The task => Copy the data out verbatim, everything from the line containing "In this photo, where can the snake lip" down to the line containing "(1118, 475)", both of those lines included.

Listed entries =>
┌──
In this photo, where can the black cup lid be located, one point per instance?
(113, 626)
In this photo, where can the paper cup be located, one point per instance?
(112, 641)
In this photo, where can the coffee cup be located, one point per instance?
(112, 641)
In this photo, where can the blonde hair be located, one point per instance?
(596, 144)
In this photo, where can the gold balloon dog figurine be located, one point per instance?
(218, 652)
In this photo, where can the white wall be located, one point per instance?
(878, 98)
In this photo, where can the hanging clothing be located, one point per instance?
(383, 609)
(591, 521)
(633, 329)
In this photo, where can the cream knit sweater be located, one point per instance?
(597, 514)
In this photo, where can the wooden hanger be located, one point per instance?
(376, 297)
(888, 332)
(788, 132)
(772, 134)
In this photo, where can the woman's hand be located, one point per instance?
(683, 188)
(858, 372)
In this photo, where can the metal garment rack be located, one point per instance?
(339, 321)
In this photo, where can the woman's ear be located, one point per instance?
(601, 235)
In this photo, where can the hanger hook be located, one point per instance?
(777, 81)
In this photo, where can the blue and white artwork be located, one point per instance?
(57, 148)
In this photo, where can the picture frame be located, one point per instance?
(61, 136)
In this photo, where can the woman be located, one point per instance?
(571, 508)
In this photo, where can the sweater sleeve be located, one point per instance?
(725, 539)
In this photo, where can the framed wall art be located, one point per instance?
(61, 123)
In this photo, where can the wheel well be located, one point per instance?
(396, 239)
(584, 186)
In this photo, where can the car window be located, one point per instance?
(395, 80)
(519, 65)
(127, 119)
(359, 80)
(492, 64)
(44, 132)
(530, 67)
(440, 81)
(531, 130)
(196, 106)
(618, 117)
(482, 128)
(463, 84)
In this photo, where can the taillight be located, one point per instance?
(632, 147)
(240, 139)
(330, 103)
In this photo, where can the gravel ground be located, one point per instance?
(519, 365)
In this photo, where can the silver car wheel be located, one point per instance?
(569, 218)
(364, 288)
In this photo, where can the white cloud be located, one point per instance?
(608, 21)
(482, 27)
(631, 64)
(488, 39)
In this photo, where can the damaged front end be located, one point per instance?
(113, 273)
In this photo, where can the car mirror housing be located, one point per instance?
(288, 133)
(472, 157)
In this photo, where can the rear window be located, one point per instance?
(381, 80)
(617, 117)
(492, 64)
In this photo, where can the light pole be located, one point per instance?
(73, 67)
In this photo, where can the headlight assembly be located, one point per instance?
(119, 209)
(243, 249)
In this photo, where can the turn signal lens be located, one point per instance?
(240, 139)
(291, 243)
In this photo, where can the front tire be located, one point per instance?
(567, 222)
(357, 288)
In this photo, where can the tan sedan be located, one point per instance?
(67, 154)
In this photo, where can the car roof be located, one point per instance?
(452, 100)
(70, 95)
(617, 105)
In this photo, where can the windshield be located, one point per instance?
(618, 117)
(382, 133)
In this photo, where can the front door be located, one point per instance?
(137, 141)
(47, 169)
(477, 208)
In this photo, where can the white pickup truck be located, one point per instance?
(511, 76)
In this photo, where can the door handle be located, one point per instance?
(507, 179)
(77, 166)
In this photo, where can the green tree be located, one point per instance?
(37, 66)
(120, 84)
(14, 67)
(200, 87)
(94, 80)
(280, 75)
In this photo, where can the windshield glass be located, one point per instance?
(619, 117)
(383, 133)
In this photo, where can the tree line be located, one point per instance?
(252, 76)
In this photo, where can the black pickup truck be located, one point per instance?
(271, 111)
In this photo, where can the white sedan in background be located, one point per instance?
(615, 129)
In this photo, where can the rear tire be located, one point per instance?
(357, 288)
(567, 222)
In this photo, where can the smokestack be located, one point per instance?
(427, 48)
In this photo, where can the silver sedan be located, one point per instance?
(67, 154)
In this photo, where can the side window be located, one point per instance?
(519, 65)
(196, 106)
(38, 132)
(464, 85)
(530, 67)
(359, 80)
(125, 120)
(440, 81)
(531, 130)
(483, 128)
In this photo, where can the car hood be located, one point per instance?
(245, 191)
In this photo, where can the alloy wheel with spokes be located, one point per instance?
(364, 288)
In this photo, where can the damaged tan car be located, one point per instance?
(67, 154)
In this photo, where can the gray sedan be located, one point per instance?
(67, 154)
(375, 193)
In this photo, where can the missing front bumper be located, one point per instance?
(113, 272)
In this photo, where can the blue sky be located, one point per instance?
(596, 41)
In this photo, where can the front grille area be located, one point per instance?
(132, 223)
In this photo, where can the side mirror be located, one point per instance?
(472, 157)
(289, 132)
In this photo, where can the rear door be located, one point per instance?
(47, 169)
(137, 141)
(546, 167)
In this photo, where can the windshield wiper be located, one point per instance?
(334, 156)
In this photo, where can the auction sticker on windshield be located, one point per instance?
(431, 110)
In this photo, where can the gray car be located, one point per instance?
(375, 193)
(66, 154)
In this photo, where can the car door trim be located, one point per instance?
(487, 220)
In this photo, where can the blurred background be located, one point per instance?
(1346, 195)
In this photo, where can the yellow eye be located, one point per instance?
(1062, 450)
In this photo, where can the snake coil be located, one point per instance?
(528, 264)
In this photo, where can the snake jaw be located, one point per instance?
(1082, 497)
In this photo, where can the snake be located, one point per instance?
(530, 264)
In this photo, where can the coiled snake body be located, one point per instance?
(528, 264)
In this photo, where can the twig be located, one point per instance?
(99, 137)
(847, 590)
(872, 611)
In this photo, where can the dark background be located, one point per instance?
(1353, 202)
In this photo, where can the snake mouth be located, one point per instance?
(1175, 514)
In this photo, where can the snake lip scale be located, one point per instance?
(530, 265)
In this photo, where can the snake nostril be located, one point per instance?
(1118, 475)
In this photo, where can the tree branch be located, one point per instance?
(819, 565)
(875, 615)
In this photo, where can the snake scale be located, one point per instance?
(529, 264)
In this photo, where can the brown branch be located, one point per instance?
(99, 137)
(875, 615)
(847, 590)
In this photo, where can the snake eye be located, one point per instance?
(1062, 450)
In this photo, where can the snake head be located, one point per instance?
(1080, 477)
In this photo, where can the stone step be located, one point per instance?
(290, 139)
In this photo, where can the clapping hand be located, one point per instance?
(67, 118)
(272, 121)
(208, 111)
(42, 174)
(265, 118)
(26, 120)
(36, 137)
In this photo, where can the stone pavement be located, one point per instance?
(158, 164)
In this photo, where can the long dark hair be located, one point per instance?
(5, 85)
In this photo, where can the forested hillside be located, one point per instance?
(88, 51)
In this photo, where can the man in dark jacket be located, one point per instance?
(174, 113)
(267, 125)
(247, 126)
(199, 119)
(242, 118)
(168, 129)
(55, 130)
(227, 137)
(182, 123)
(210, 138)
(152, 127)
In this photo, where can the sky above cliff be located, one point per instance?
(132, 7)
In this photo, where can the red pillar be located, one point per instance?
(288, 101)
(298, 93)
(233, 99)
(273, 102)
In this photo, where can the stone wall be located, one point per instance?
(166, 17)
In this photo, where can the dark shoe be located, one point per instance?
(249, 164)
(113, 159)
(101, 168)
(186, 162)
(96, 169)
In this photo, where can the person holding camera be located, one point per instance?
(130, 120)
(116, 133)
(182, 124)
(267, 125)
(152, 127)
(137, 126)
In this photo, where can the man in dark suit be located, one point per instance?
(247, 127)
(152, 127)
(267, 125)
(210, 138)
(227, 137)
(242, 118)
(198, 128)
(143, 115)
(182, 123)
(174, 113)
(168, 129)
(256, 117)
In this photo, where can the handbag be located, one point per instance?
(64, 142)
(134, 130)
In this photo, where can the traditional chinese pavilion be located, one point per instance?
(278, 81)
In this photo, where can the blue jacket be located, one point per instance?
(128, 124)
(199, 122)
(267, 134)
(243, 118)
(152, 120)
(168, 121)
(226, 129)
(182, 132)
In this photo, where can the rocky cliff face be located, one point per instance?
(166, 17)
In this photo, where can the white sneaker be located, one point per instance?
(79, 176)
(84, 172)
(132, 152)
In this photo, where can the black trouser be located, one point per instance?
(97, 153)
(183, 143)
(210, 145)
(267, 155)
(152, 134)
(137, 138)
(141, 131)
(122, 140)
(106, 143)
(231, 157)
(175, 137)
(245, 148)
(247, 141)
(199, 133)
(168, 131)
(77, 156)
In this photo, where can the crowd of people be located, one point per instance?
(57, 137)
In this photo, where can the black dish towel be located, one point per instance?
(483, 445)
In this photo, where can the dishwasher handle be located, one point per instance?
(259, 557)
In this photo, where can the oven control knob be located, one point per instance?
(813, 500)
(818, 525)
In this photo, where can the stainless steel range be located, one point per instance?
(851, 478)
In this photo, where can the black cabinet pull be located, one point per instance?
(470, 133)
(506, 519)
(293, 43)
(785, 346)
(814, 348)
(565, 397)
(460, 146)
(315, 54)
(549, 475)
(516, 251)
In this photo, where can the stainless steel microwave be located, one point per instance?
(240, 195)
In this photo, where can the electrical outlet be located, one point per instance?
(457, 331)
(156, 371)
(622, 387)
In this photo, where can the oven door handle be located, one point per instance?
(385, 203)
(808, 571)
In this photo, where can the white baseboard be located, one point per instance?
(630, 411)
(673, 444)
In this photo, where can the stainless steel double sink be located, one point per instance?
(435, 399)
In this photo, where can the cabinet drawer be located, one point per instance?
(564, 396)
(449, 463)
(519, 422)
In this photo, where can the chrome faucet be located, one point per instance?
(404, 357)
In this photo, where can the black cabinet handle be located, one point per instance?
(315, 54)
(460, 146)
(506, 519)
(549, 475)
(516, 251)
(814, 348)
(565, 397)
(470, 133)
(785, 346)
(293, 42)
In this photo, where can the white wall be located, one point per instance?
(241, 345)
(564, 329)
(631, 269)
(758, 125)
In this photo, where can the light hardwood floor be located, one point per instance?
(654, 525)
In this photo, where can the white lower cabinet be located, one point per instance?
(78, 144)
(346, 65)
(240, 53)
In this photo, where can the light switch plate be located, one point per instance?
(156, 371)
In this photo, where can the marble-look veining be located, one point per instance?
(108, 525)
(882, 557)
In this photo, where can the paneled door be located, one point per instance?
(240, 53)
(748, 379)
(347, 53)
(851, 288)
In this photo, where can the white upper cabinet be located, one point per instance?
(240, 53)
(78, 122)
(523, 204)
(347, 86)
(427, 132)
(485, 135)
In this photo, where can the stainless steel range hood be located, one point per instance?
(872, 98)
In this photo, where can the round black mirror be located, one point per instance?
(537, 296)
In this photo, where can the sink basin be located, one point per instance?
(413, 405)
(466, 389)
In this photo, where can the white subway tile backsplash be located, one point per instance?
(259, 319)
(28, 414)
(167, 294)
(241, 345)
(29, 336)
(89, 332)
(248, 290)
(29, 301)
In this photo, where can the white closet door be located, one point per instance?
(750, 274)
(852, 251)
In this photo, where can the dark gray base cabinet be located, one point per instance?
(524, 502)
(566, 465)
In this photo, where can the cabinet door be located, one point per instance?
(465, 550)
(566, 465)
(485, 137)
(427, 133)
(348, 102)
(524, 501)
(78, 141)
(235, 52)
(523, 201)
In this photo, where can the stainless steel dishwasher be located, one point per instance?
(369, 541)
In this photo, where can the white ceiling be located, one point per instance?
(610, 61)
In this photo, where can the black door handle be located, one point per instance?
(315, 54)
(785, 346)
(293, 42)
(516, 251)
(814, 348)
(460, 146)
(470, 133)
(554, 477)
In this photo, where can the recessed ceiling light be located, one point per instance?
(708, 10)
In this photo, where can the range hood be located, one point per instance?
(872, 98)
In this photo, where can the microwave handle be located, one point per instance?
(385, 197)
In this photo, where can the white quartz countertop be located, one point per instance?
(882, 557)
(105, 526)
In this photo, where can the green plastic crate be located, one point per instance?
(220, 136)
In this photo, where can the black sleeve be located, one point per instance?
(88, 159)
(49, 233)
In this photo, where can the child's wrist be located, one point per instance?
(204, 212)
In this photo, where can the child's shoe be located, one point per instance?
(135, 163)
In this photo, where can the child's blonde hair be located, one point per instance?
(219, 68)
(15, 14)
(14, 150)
└──
Complete response =>
In this photo, where can the snake lip scale be located, one point per instance?
(530, 265)
In this photo, where can the snake nostril be located, one point per instance?
(1118, 475)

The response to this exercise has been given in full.